• **Aim of the task**
Could you copy every one of the records below word for word, each line unchanged?

• **Recorded data**
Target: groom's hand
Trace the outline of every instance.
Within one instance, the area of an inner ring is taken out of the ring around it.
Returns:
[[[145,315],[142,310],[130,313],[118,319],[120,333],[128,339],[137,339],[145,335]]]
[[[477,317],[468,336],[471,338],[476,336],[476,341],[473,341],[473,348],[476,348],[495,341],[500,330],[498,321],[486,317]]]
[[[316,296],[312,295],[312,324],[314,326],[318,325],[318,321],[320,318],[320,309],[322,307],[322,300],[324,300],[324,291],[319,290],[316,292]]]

• **Solution for this exercise**
Target: groom's hand
Trace the outline of every instance.
Within one instance, the area of an inner ring is taken out of the ring around it.
Returns:
[[[145,315],[142,310],[130,313],[118,319],[120,333],[128,339],[137,339],[145,335]]]
[[[477,317],[468,336],[471,338],[476,336],[476,341],[473,341],[473,348],[476,348],[495,341],[500,330],[498,321],[486,317]]]
[[[316,296],[312,295],[312,324],[314,326],[318,325],[318,321],[320,318],[320,309],[322,307],[322,300],[324,300],[324,291],[319,290],[316,292]]]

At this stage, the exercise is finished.